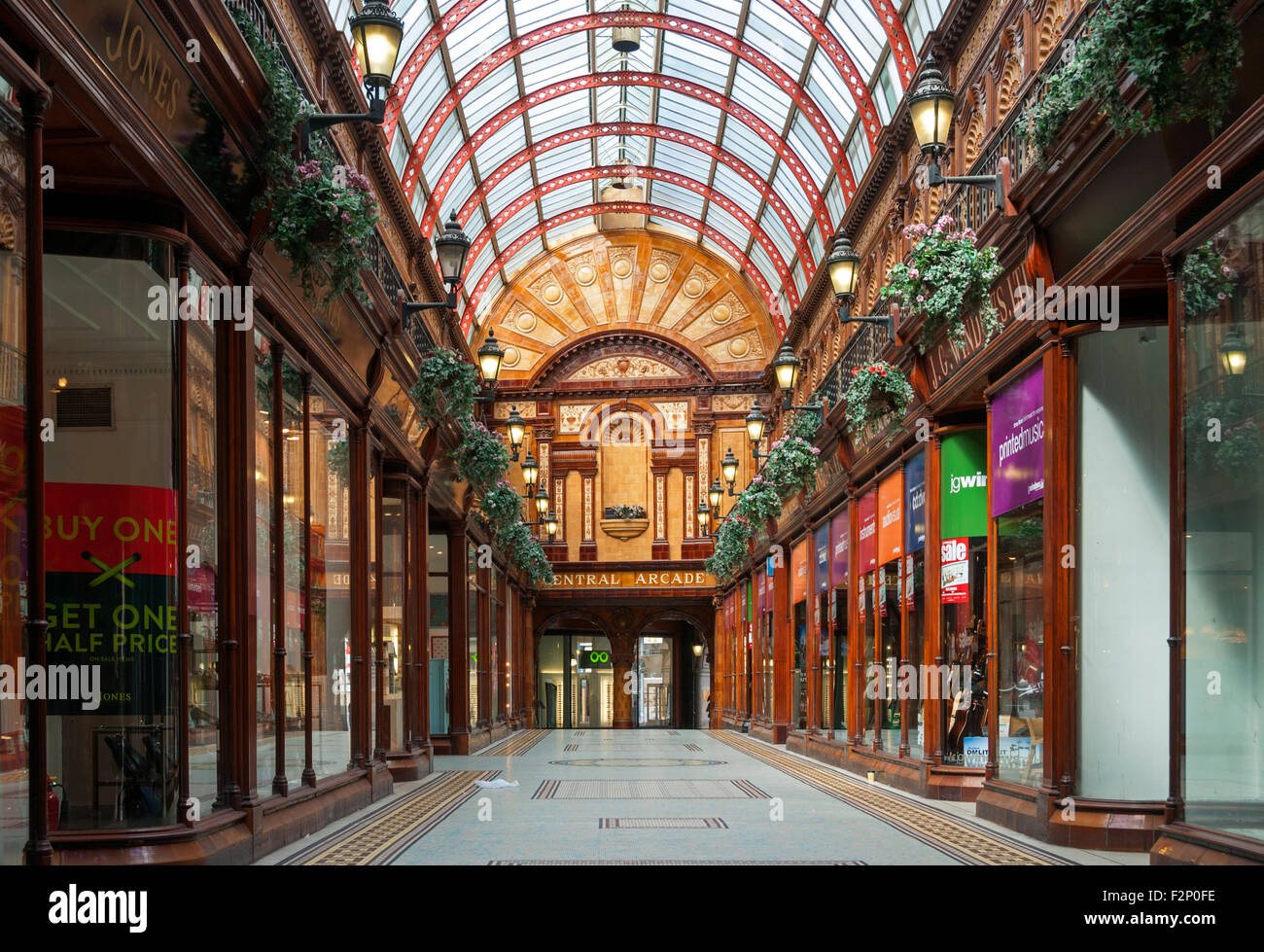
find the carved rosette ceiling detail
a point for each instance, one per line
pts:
(622, 368)
(685, 296)
(526, 408)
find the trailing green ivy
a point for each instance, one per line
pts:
(947, 278)
(791, 467)
(873, 392)
(323, 214)
(445, 387)
(1206, 281)
(1153, 39)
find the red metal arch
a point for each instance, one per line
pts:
(886, 13)
(594, 130)
(586, 175)
(607, 79)
(636, 18)
(623, 207)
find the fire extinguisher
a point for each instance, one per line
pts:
(52, 803)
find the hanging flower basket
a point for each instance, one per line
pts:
(873, 392)
(947, 278)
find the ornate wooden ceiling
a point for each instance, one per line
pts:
(623, 286)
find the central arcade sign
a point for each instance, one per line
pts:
(670, 580)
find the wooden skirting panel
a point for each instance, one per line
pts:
(411, 766)
(1179, 845)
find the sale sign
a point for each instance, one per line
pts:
(955, 571)
(112, 597)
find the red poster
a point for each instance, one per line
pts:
(955, 571)
(866, 542)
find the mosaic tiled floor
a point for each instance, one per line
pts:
(661, 824)
(514, 744)
(733, 801)
(935, 829)
(648, 791)
(386, 832)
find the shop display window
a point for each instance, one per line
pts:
(1222, 294)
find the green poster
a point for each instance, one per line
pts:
(964, 484)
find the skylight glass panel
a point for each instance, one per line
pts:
(727, 226)
(522, 257)
(516, 226)
(570, 196)
(426, 92)
(479, 264)
(442, 148)
(747, 146)
(717, 13)
(559, 114)
(762, 96)
(475, 223)
(400, 151)
(506, 142)
(683, 159)
(689, 114)
(493, 289)
(809, 147)
(779, 36)
(513, 185)
(671, 196)
(814, 244)
(491, 96)
(774, 228)
(762, 264)
(724, 256)
(859, 153)
(859, 29)
(478, 36)
(460, 190)
(673, 228)
(695, 59)
(731, 185)
(536, 13)
(611, 104)
(573, 155)
(555, 59)
(416, 23)
(834, 202)
(788, 188)
(610, 148)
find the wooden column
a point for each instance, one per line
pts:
(38, 851)
(1174, 807)
(783, 652)
(812, 661)
(1061, 431)
(458, 645)
(931, 645)
(622, 659)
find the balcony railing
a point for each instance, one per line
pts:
(969, 207)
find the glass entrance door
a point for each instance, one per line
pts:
(577, 682)
(655, 703)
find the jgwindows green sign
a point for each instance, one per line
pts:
(964, 484)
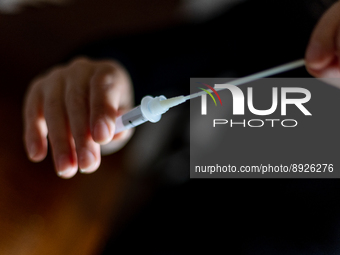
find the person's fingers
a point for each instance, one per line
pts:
(322, 47)
(107, 89)
(77, 100)
(59, 134)
(35, 129)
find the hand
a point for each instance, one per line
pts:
(323, 51)
(76, 106)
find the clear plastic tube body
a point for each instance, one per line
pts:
(130, 119)
(149, 110)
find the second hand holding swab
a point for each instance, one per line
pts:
(151, 109)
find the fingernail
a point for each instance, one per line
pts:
(314, 51)
(316, 57)
(101, 132)
(63, 167)
(86, 158)
(32, 151)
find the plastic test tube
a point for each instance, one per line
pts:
(152, 108)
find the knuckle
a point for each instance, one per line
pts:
(74, 102)
(80, 61)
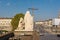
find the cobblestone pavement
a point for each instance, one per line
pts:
(49, 37)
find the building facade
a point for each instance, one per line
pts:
(5, 24)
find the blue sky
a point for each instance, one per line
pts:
(46, 8)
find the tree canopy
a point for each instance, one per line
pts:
(15, 20)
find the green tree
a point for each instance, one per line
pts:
(15, 20)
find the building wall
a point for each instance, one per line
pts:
(5, 24)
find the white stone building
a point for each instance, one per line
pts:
(5, 24)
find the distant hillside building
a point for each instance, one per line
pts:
(5, 24)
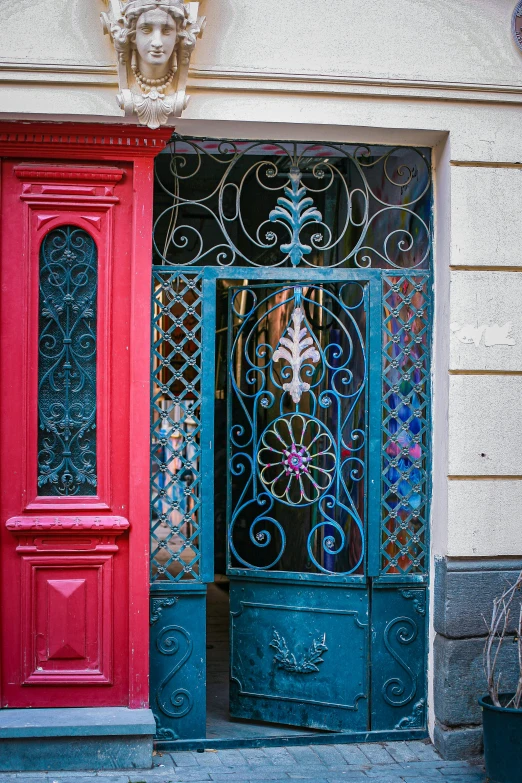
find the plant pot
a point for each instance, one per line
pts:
(502, 741)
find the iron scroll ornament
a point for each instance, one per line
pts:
---
Beginning with the line that contains "find the blue sky" and ending with the final line of the material, reproduce those lines exactly and nothing else. Omit the pictures.

* [ANSWER FOR THIS EXERCISE]
find the blue sky
a point for each instance, one per line
pts:
(46, 8)
find the tree canopy
a point for each instance, one per line
pts:
(15, 20)
find the green tree
a point for each instance, one per line
pts:
(15, 20)
find the building wall
a point for each instance, one per line
pts:
(5, 24)
find the white stone building
a point for each instance, one per line
pts:
(5, 24)
find the distant hillside building
a point for each instance, one per line
pts:
(5, 24)
find the plant pot
a point for each instance, one per line
pts:
(502, 741)
find the iron scroll ornament
a point for each instance, one per line
pts:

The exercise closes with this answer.